-- Task brief --
Reproduce the records below with "Expected output" replaced by "Sample output", leaving every other character unchanged.

┄┄┄┄┄┄┄┄┄┄

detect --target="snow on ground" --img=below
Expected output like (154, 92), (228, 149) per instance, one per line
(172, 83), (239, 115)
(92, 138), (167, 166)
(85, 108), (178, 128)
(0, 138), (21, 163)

┄┄┄┄┄┄┄┄┄┄

-- Final answer --
detect --target="snow on ground" --img=below
Sample output like (154, 92), (228, 149) per instance, one per line
(172, 83), (239, 115)
(92, 138), (167, 166)
(85, 108), (178, 128)
(0, 138), (21, 163)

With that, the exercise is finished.